_Page:_
# # #
Raising responsible, considerate teens
Teen years are a difficult passage for parents and children. Teenagers are fighting for independence, dealing with peer pressure, and learning responsibility for homework assignments, relationships, and career plans. For parents, there’s additional worry and concern for their child’s safety. A recently released movie ("Before I Fall") addresses the teen years through a teen's poignant narration and exposed choices. The main character, Sam, experiences a continuous cycle of reliving the same day. Although each day is the same, she learns a new lesson that brings her closer to being a more considerate and responsible person. Through this journey, viewers watch Sam try to change the outcome of some of her decisions.
Unfortunately, we can’t relive the same day until we get it “right,” but this movie shows the importance of children learning how their actions impact their lives AND the lives of those around them. You create your own reputation and protecting your reputation includes these three actions:
1. Learn to hold yourself accountable for your decisions. Parents who do everything for their children do them a great disservice. Children don’t learn how to be responsible from a book; they learn it by completing chores and being held accountable for their words and actions. Here are some tips to teaching teens responsibility:
- Give your child chores and hold them accountable for them. Teens should be responsible for helping the family by doing chores.
# # #
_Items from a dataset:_
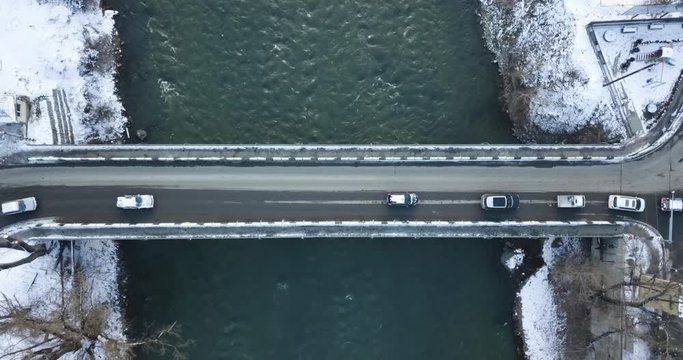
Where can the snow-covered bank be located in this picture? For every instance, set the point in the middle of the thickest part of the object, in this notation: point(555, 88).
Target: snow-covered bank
point(543, 324)
point(44, 285)
point(60, 55)
point(552, 77)
point(68, 45)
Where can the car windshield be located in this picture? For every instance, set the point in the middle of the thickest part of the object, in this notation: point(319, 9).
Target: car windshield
point(499, 201)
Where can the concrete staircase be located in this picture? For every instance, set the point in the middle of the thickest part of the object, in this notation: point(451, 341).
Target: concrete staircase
point(59, 115)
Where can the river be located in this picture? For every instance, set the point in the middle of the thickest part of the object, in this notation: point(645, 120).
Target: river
point(296, 71)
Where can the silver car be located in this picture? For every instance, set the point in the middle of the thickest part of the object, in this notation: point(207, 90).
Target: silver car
point(626, 203)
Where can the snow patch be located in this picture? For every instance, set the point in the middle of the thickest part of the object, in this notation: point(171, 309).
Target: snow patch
point(542, 323)
point(54, 45)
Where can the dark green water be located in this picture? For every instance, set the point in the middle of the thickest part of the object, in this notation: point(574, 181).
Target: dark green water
point(327, 299)
point(296, 71)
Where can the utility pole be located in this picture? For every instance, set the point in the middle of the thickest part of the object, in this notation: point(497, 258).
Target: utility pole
point(671, 216)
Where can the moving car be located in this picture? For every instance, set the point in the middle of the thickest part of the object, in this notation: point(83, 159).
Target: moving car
point(671, 204)
point(499, 201)
point(626, 203)
point(19, 206)
point(401, 199)
point(571, 201)
point(135, 202)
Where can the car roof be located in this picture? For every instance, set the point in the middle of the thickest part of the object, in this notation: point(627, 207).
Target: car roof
point(397, 198)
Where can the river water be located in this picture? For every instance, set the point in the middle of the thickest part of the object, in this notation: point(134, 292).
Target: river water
point(301, 71)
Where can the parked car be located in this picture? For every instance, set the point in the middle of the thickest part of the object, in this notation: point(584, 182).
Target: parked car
point(626, 203)
point(19, 206)
point(401, 199)
point(671, 204)
point(571, 201)
point(135, 202)
point(499, 201)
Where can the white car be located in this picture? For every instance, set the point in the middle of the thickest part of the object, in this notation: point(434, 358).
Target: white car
point(626, 203)
point(401, 199)
point(19, 206)
point(499, 201)
point(135, 202)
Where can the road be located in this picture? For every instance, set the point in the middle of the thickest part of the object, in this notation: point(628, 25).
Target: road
point(274, 193)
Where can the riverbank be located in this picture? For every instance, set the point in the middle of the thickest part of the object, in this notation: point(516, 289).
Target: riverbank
point(61, 55)
point(555, 77)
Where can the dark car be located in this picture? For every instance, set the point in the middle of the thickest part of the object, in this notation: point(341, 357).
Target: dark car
point(499, 201)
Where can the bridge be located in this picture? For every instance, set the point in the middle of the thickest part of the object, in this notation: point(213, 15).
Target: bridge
point(337, 190)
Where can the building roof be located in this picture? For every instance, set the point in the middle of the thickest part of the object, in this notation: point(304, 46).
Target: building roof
point(7, 109)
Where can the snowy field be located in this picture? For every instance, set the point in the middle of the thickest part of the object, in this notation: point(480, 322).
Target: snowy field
point(60, 56)
point(553, 55)
point(625, 53)
point(49, 45)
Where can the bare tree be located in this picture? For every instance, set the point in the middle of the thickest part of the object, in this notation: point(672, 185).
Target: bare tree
point(585, 287)
point(76, 326)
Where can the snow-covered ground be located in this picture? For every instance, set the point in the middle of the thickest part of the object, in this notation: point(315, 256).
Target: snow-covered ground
point(543, 323)
point(50, 45)
point(38, 285)
point(544, 45)
point(54, 44)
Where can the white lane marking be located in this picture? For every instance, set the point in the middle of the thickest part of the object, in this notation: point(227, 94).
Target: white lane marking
point(423, 202)
point(336, 202)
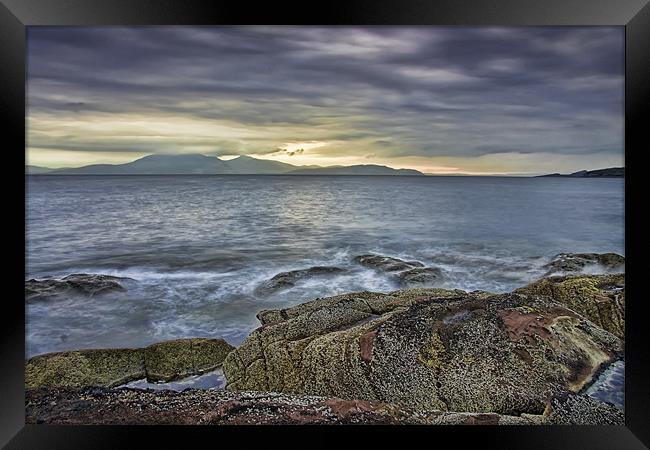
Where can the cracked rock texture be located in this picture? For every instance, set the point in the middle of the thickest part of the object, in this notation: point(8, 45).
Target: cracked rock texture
point(96, 406)
point(600, 298)
point(164, 361)
point(426, 349)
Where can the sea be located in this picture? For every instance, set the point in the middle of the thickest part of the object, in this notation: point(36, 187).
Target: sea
point(197, 247)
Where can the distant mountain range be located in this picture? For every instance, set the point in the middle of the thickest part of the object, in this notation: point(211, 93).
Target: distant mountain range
point(211, 165)
point(600, 173)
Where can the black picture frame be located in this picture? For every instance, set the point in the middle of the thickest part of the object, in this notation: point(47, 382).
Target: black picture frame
point(16, 15)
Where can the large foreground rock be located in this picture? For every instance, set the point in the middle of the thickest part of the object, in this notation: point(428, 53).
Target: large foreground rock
point(101, 406)
point(76, 284)
point(428, 349)
point(600, 298)
point(164, 361)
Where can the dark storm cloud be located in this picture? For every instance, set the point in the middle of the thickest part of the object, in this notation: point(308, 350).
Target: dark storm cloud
point(407, 91)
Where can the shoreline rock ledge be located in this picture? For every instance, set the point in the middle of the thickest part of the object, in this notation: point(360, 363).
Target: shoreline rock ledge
point(163, 361)
point(429, 349)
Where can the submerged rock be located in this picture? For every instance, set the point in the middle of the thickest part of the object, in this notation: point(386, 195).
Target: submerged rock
point(419, 275)
point(386, 263)
point(99, 406)
point(76, 284)
point(600, 298)
point(404, 273)
point(425, 349)
point(576, 262)
point(163, 361)
point(285, 280)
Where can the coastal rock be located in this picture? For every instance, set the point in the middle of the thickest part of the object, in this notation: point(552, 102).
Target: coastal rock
point(405, 273)
point(576, 262)
point(172, 360)
point(76, 284)
point(386, 263)
point(285, 280)
point(100, 406)
point(426, 349)
point(419, 275)
point(112, 367)
point(572, 409)
point(97, 367)
point(600, 298)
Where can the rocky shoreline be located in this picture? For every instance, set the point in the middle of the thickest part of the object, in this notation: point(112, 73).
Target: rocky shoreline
point(411, 356)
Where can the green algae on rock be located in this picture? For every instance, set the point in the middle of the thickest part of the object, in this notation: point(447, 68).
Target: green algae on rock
point(425, 348)
point(599, 298)
point(163, 361)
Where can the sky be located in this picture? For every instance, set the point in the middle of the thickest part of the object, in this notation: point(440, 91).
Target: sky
point(443, 100)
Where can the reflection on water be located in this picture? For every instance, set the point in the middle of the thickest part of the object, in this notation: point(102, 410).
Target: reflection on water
point(198, 246)
point(208, 380)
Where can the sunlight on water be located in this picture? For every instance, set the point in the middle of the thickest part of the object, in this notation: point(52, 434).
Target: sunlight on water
point(197, 247)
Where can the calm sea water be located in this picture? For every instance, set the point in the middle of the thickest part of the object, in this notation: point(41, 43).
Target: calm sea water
point(197, 246)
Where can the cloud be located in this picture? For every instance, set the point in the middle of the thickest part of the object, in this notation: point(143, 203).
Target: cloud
point(393, 92)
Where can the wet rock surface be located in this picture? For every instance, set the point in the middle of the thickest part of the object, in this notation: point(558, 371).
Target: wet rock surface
point(285, 280)
point(582, 410)
point(210, 407)
point(576, 262)
point(426, 349)
point(599, 298)
point(404, 273)
point(386, 263)
point(163, 361)
point(76, 284)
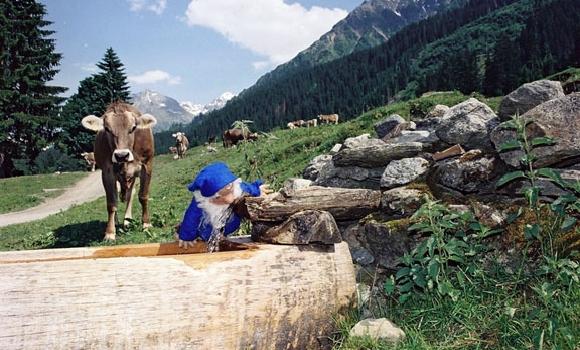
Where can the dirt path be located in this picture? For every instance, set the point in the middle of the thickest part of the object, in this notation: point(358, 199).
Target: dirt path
point(85, 190)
# # #
_Complete the following:_
a - Rewrite the teen-parenting article starting with "Raising responsible, considerate" and going on through "of her decisions.", changing "movie" to "film".
b - Carry the teen-parenting article forward from its last sentence.

_Written responses:_
a -
Raising responsible, considerate teens
Teen years are a difficult passage for parents and children. Teenagers are fighting for independence, dealing with peer pressure, and learning responsibility for homework assignments, relationships, and career plans. For parents, there’s additional worry and concern for their child’s safety. A recently released film ("Before I Fall") addresses the teen years through a teen's poignant narration and exposed choices. The main character, Sam, experiences a continuous cycle of reliving the same day. Although each day is the same, she learns a new lesson that brings her closer to being a more considerate and responsible person. Through this journey, viewers watch Sam try to change the outcome of some of her decisions.

b -
- Hold them accountable for their homework assignments and behaviors at school. If they get in trouble in school and have to make up an assignment, that is their problem – not yours.
- Do not “overdo” things for your child. They need the struggles to make them stronger.
2. How you treat others matters. In “Before I Fall,” we glimpsed into the cruelty of teen girls. Most parents are prepared to console their teen if they are bullied at school, but what do parents do if their child is the bully? Parental denial is a disservice to your child. Here are ways you can intervene and help your child stop bullying:
- Talk and engage with your children and begin at a young age. It’s not always easy to talk to your teens, but that doesn’t mean you shouldn’t. If you cannot get through to them, seek a professional’s help. Dialogue is one of the most important aspects of a bully-proof plan.
- Be an example. How you treat your partner and children matters. Bullying is a choice, and children learn bully behavior from where they spend the most time. Be aware of how you talk about other people in your home, your road rage in the car, and your tone of voice with service staff.
- Hold your child accountable. Make it clear that to bully someone is a choice and they can choose differently.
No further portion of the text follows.